→ EXERCISE PROMPT
Recast every line of the entries below as a Markdown table with two columns, Row and Line, numbering the rows and leaving out blank lines. Leave the pictures out of your answer.

→ INPUT
------------------------------

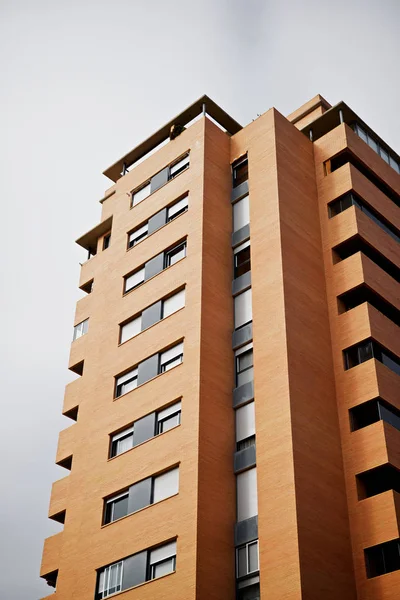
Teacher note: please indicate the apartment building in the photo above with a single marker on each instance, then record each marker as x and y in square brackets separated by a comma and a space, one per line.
[236, 410]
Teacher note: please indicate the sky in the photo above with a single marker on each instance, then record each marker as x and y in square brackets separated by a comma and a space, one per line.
[83, 82]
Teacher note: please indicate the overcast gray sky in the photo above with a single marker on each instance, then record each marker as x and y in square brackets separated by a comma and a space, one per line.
[84, 81]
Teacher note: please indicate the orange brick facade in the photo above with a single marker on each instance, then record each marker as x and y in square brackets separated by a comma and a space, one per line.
[312, 526]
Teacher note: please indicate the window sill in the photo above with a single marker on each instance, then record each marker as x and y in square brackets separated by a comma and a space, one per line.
[135, 587]
[148, 381]
[105, 525]
[151, 326]
[150, 278]
[156, 230]
[158, 189]
[141, 444]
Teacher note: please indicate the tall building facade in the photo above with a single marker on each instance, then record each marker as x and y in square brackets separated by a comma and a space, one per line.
[236, 409]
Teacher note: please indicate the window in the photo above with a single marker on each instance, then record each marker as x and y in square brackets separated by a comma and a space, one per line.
[383, 558]
[130, 329]
[347, 157]
[121, 442]
[177, 209]
[132, 281]
[350, 199]
[376, 147]
[137, 235]
[81, 329]
[244, 365]
[243, 309]
[140, 495]
[110, 580]
[370, 349]
[165, 485]
[140, 194]
[116, 507]
[106, 241]
[242, 259]
[240, 171]
[181, 165]
[241, 213]
[136, 569]
[126, 383]
[361, 294]
[171, 358]
[246, 494]
[245, 426]
[247, 559]
[177, 253]
[162, 560]
[378, 480]
[169, 417]
[173, 303]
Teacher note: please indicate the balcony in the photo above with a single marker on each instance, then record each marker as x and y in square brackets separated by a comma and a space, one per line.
[58, 499]
[51, 555]
[66, 444]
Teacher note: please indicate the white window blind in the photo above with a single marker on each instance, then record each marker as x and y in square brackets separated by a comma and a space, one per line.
[129, 330]
[134, 280]
[141, 194]
[243, 309]
[166, 485]
[245, 422]
[246, 490]
[167, 357]
[241, 213]
[178, 207]
[179, 166]
[138, 234]
[173, 303]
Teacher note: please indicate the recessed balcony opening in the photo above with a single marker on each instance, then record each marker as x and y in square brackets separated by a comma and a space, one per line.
[59, 517]
[51, 578]
[378, 480]
[78, 368]
[66, 463]
[72, 413]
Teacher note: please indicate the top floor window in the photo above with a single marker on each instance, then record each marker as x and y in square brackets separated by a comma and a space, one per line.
[376, 147]
[240, 171]
[160, 179]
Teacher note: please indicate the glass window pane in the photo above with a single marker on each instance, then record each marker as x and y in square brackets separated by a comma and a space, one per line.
[125, 443]
[241, 561]
[163, 568]
[245, 422]
[365, 352]
[138, 234]
[362, 133]
[141, 194]
[246, 485]
[178, 167]
[166, 485]
[134, 280]
[177, 208]
[163, 552]
[240, 172]
[253, 557]
[372, 143]
[173, 303]
[243, 309]
[170, 410]
[241, 213]
[384, 154]
[169, 423]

------------------------------

→ TASK RESULT
| Row | Line |
|---|---|
| 1 | Teacher note: please indicate the apartment building in the photo above with a single marker on each instance, then record each marker as x and y in square brackets separated by a comma and a space, one per line. |
| 2 | [236, 410] |
| 3 | Teacher note: please indicate the sky in the photo above with a single marker on each instance, then record each marker as x and y in square brackets separated by a comma and a space, one per line. |
| 4 | [83, 82] |
| 5 | Teacher note: please indicate the overcast gray sky in the photo above with a single marker on each instance, then record each marker as x and y in square brackets separated by a comma and a space, one per line. |
| 6 | [84, 81] |
| 7 | Teacher note: please indicate the orange brick facade in the photo above with a single marker on each instance, then record each marker as x and y in square brackets separated by a comma and a space, one per line. |
| 8 | [312, 526] |
| 9 | Teacher note: please indicate the window sill in the photo above with a single marker on each instance, then record each marker as x and y in square brackets separated by a comma and a space, one per line. |
| 10 | [135, 587] |
| 11 | [148, 381] |
| 12 | [105, 525] |
| 13 | [151, 326] |
| 14 | [150, 278] |
| 15 | [156, 230] |
| 16 | [158, 189] |
| 17 | [141, 444] |
| 18 | Teacher note: please indicate the tall building facade in the photo above with a single marker on each instance, then record each marker as x and y in square brackets separated by a comma and a space, one per line. |
| 19 | [236, 409] |
| 20 | Teacher note: please indicate the window in the photo above with a single marker on each instance, then record each marker as x and y in square brackets separated by a comma and a space, one per line. |
| 21 | [383, 558] |
| 22 | [130, 329] |
| 23 | [347, 157] |
| 24 | [121, 442] |
| 25 | [177, 209] |
| 26 | [132, 281] |
| 27 | [350, 199] |
| 28 | [376, 147] |
| 29 | [137, 235] |
| 30 | [81, 329] |
| 31 | [244, 365] |
| 32 | [243, 309] |
| 33 | [140, 495] |
| 34 | [110, 580] |
| 35 | [370, 349] |
| 36 | [165, 485] |
| 37 | [140, 194] |
| 38 | [116, 507] |
| 39 | [106, 241] |
| 40 | [242, 259] |
| 41 | [240, 171] |
| 42 | [181, 165] |
| 43 | [241, 213] |
| 44 | [136, 569] |
| 45 | [126, 383] |
| 46 | [361, 294] |
| 47 | [171, 358] |
| 48 | [246, 494] |
| 49 | [245, 426] |
| 50 | [247, 559] |
| 51 | [177, 253] |
| 52 | [162, 560] |
| 53 | [378, 480] |
| 54 | [169, 417] |
| 55 | [173, 303] |
| 56 | Teacher note: please indicate the balcony in the photo above with a single marker on each instance, then record each marker as x and y in square brackets separated by a comma and a space, one per line. |
| 57 | [58, 499] |
| 58 | [51, 555] |
| 59 | [66, 444] |
| 60 | Teacher note: please indicate the white window blind in the photo above with a single marker on each instance, then record each marker as x and y in square brackets separated by a comma and a space, one per line. |
| 61 | [129, 330] |
| 62 | [134, 280] |
| 63 | [141, 194] |
| 64 | [243, 309] |
| 65 | [166, 485] |
| 66 | [245, 422] |
| 67 | [246, 490] |
| 68 | [167, 357] |
| 69 | [241, 213] |
| 70 | [178, 207] |
| 71 | [179, 166] |
| 72 | [138, 234] |
| 73 | [173, 303] |
| 74 | Teacher note: please indicate the recessed balcony opening in the photo above with a single marker on each instance, then record each marker as x and y in square brackets separated by a comma and a space, one per line. |
| 75 | [59, 517] |
| 76 | [51, 578] |
| 77 | [378, 480] |
| 78 | [78, 368] |
| 79 | [66, 463] |
| 80 | [72, 413] |
| 81 | Teacher note: please indicate the top floor window in the photo above with a single marker on each instance, then record each marker as x and y in square brackets separated by a comma and a space, one per line. |
| 82 | [376, 147] |
| 83 | [240, 171] |
| 84 | [160, 179] |
| 85 | Teacher note: please indicate the glass window pane in the photo above with a single marker on each instance, then record each marker as x and y in square brackets separated by a comma and a space, one per line. |
| 86 | [125, 443] |
| 87 | [241, 561] |
| 88 | [163, 568] |
| 89 | [245, 422] |
| 90 | [365, 352] |
| 91 | [138, 234] |
| 92 | [362, 133] |
| 93 | [141, 194] |
| 94 | [246, 485] |
| 95 | [178, 167] |
| 96 | [166, 485] |
| 97 | [134, 280] |
| 98 | [177, 208] |
| 99 | [163, 552] |
| 100 | [240, 172] |
| 101 | [253, 557] |
| 102 | [372, 143] |
| 103 | [173, 303] |
| 104 | [243, 309] |
| 105 | [170, 410] |
| 106 | [241, 213] |
| 107 | [384, 154] |
| 108 | [169, 423] |